▸ **GIVEN DATA**
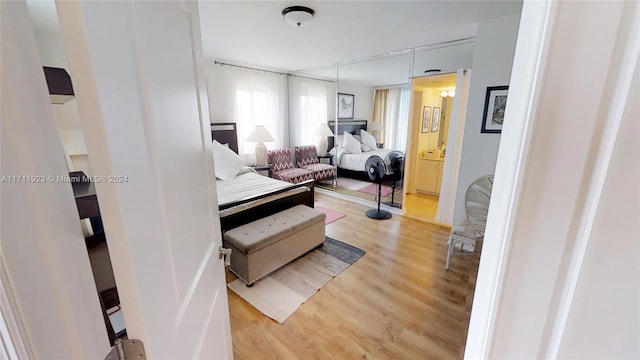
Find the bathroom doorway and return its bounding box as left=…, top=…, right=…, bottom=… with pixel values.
left=404, top=73, right=457, bottom=224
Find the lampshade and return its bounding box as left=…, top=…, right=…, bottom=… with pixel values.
left=282, top=6, right=315, bottom=27
left=246, top=125, right=274, bottom=143
left=370, top=121, right=382, bottom=131
left=315, top=123, right=334, bottom=137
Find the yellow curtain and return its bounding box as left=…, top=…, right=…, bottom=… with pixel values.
left=372, top=89, right=388, bottom=142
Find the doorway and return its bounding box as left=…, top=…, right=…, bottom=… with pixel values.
left=404, top=73, right=457, bottom=224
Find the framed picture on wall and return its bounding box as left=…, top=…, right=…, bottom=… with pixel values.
left=338, top=93, right=355, bottom=119
left=432, top=107, right=441, bottom=132
left=422, top=106, right=431, bottom=133
left=481, top=85, right=509, bottom=133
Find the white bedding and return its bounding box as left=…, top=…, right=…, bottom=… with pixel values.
left=215, top=167, right=307, bottom=217
left=334, top=148, right=399, bottom=172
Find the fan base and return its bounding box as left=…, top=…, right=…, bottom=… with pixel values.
left=366, top=209, right=392, bottom=220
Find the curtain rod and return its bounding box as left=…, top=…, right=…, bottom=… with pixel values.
left=213, top=61, right=336, bottom=83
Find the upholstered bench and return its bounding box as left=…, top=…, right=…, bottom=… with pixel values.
left=223, top=205, right=326, bottom=286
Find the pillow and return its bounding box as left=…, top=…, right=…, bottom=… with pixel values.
left=360, top=129, right=378, bottom=150
left=335, top=135, right=344, bottom=148
left=212, top=140, right=245, bottom=180
left=360, top=143, right=373, bottom=152
left=353, top=134, right=361, bottom=143
left=342, top=132, right=362, bottom=154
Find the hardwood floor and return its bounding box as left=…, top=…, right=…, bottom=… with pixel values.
left=403, top=192, right=441, bottom=224
left=225, top=192, right=480, bottom=359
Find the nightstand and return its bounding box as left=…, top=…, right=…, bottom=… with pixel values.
left=317, top=154, right=334, bottom=166
left=250, top=164, right=273, bottom=177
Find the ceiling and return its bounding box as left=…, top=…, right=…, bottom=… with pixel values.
left=198, top=1, right=523, bottom=72
left=26, top=1, right=522, bottom=85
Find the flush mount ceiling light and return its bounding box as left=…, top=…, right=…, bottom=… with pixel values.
left=282, top=6, right=315, bottom=27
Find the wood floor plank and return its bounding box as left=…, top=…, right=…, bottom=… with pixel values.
left=225, top=193, right=481, bottom=359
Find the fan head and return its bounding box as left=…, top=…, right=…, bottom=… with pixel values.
left=365, top=155, right=386, bottom=183
left=385, top=151, right=404, bottom=173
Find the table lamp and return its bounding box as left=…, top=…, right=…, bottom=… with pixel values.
left=315, top=123, right=334, bottom=155
left=246, top=125, right=274, bottom=166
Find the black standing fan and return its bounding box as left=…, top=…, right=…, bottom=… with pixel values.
left=364, top=156, right=392, bottom=220
left=383, top=151, right=404, bottom=208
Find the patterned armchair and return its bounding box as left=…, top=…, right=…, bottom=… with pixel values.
left=267, top=148, right=314, bottom=184
left=294, top=146, right=337, bottom=185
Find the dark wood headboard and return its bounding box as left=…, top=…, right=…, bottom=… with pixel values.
left=328, top=120, right=368, bottom=149
left=211, top=122, right=239, bottom=154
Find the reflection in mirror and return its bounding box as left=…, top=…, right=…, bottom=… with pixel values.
left=290, top=64, right=338, bottom=187
left=412, top=39, right=474, bottom=77
left=405, top=72, right=458, bottom=223
left=327, top=53, right=413, bottom=209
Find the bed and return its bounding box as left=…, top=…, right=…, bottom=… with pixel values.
left=328, top=120, right=405, bottom=178
left=211, top=123, right=315, bottom=231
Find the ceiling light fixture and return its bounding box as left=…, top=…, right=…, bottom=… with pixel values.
left=282, top=6, right=315, bottom=27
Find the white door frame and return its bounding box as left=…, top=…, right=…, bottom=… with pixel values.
left=465, top=0, right=639, bottom=357
left=1, top=1, right=110, bottom=357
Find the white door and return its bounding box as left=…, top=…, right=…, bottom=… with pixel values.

▸ **ASSIGNMENT**
Reproduce the complete set of records verbatim and omit the pictures.

▸ **TASK SOLUTION**
Find the bathroom doorway and return its bounding box as left=…, top=…, right=…, bottom=… with pixel values.
left=404, top=73, right=457, bottom=224
Find the lampshade and return its bounding box as left=…, top=…, right=…, bottom=… with pixel values.
left=282, top=6, right=315, bottom=27
left=246, top=125, right=274, bottom=143
left=370, top=121, right=382, bottom=131
left=315, top=123, right=334, bottom=137
Find the yellow curtain and return its bounding box as left=…, top=…, right=…, bottom=… with pixel values.
left=372, top=89, right=388, bottom=142
Find the doorway and return its bounding box as left=…, top=…, right=…, bottom=… with pixel values.
left=404, top=73, right=457, bottom=224
Find the framed picture on wall and return its bounding box as left=…, top=…, right=…, bottom=… with pixel values.
left=338, top=93, right=355, bottom=119
left=432, top=107, right=441, bottom=132
left=422, top=106, right=431, bottom=133
left=481, top=85, right=509, bottom=133
Find the white bedding and return its bounding box as left=…, top=…, right=…, bottom=… with pixel values.
left=215, top=167, right=307, bottom=217
left=334, top=148, right=399, bottom=172
Find the fan base and return its bounding box as left=…, top=…, right=…, bottom=… with pixel values.
left=366, top=209, right=392, bottom=220
Find the curtain rod and return its bounding box as left=…, top=…, right=…, bottom=… with pixel values.
left=213, top=61, right=336, bottom=83
Find the upholstered bench and return its bounding box as left=…, top=…, right=…, bottom=… with pixel values.
left=223, top=205, right=326, bottom=286
Find the pillow and return its bounding box as left=…, top=…, right=…, bottom=… with pixel values.
left=360, top=129, right=378, bottom=150
left=335, top=135, right=344, bottom=148
left=212, top=140, right=245, bottom=180
left=360, top=143, right=373, bottom=152
left=353, top=134, right=361, bottom=143
left=342, top=132, right=362, bottom=154
Find the hardwood floor and return its bounding box as left=…, top=…, right=…, bottom=… with pixel values.
left=403, top=192, right=441, bottom=224
left=225, top=192, right=480, bottom=359
Find the nightstand and return its bounding box as left=…, top=…, right=…, bottom=… with pixel values.
left=317, top=154, right=334, bottom=166
left=250, top=164, right=273, bottom=177
Find the ceiling and return its bounding box as left=…, top=…, right=…, bottom=… with pixel values.
left=198, top=1, right=523, bottom=72
left=26, top=1, right=522, bottom=85
Find the flush mount ceiling light and return its bounding box as left=…, top=…, right=…, bottom=… with pixel values.
left=282, top=6, right=315, bottom=27
Find the wood floor plank and return its bounding box as left=…, top=…, right=…, bottom=… with pixel values.
left=225, top=193, right=481, bottom=359
Find the fan head and return its bounding box as left=…, top=…, right=…, bottom=… with pixel values.
left=365, top=155, right=386, bottom=183
left=385, top=151, right=404, bottom=173
Find the table lamp and return its bounding box as left=…, top=…, right=…, bottom=… with pixel values.
left=315, top=123, right=334, bottom=155
left=246, top=125, right=274, bottom=166
Find the black standing fan and return its bounding box as left=…, top=…, right=…, bottom=… with pixel values.
left=364, top=156, right=392, bottom=220
left=383, top=151, right=404, bottom=208
Find the patterned armchair and return its bounding box as left=…, top=…, right=…, bottom=… with pixel values.
left=267, top=148, right=314, bottom=184
left=294, top=146, right=337, bottom=185
Find the dark wood headboard and return its bounding box as left=…, top=…, right=…, bottom=… with pixel values.
left=328, top=120, right=368, bottom=149
left=211, top=122, right=239, bottom=154
Find the reflection in mirror and return its bounding box as left=…, top=…, right=…, bottom=… with pixel values.
left=290, top=64, right=338, bottom=187
left=412, top=39, right=474, bottom=77
left=405, top=72, right=458, bottom=223
left=327, top=53, right=413, bottom=209
Find the bed and return its bounding box as left=…, top=…, right=…, bottom=… with pixel values.
left=328, top=120, right=405, bottom=178
left=211, top=123, right=315, bottom=231
Find the ceiling light fixture and return its bounding box as left=…, top=…, right=…, bottom=… with pixel values.
left=282, top=6, right=315, bottom=27
Find the white door frame and return its bounding box as left=…, top=…, right=…, bottom=… with pixel values.
left=465, top=0, right=639, bottom=357
left=1, top=1, right=110, bottom=357
Find the white door and return its bounding box as left=…, top=…, right=…, bottom=… with pixel values.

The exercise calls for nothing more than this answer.